- _原始文档_
你懂HashCode？你不懂！

作者: Crazy丶Mark | 来源:发表于2020-11-17 13:52 被阅读0次

你懂HashCode？你不懂！
2017-09-29
学会提问，一层一层剥开自己的心
你不懂我
女神
你
懂
2017-08-15
羊的孤独
懂是什么东西

在讨论hashCode之前，我先提出几个问题，后面我会一一解答

什么是hashCode?
hashCode有什么用？
为什么会发生哈希冲突，可以避免吗？
为什么重写equals()方法一定要重写hashCode()方法？
hashCode在Java中是如何生成的？

在讨论上述问题之前，我们先看看java里面是如何对hashCode定义的，下面我摘抄一段java8 Object对hashCode()的一段注释

    /**
     * Returns a hash code value for the object. This method is
     * supported for the benefit of hash tables such as those provided by
     * {@link java.util.HashMap}.
     * <p>
     * The general contract of {@code hashCode} is:
     * <ul>
     * <li>Whenever it is invoked on the same object more than once during
     *     an execution of a Java application, the {@code hashCode} method
     *     must consistently return the same integer, provided no information
     *     used in {@code equals} comparisons on the object is modified.
     *     This integer need not remain consistent from one execution of an
     *     application to another execution of the same application.

- _任务说明 1_
这篇讲hashCode的文章摘抄的是哪个Java版本里Object对hashCode()的注释？
- _任务说明 2_
从这篇讲hashCode的文章停下的地方接着往下写。

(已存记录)
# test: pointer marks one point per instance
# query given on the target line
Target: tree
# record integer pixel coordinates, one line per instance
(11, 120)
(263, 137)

- _练习答案 1_
Java 8（文中写作java8）。

- _练习答案 2_
     * <li>If two objects are equal according to the {@code equals(Object)}
     *     method, then calling the {@code hashCode} method on each of
     *     the two objects must produce the same integer result.
     * <li>It is <em>not</em> required that if two objects are unequal
     *     according to the {@link java.lang.Object#equals(java.lang.Object)}
     *     method, then calling the {@code hashCode} method on each of the
     *     two objects must produce distinct integer results.  However, the
     *     programmer should be aware that producing distinct integer results
     *     for unequal objects may improve the performance of hash tables.
     * </ul>
     */

我把他的意思大致归纳于以下几点

每个对象都能返回一个hashCode，hashCode是用来加速哈希表的
在同一java应用程序执行期间，对同一个对象调用超过一次时，如果equals()比较的内容没有发生变化，hashCode()的返回应该也不应该发生变化。（特别需要注意的是同一java程序，不同java程序可以允许hashCode发生变化）
根据equals()方法，两个对象相等，那么hashCode也必须要相等
根据equals()方法，两个对象不相等，那么hashCode可能相等，但是要尽可能的让他们不相等，这样可以提升哈希表的性能

什么是hashCode?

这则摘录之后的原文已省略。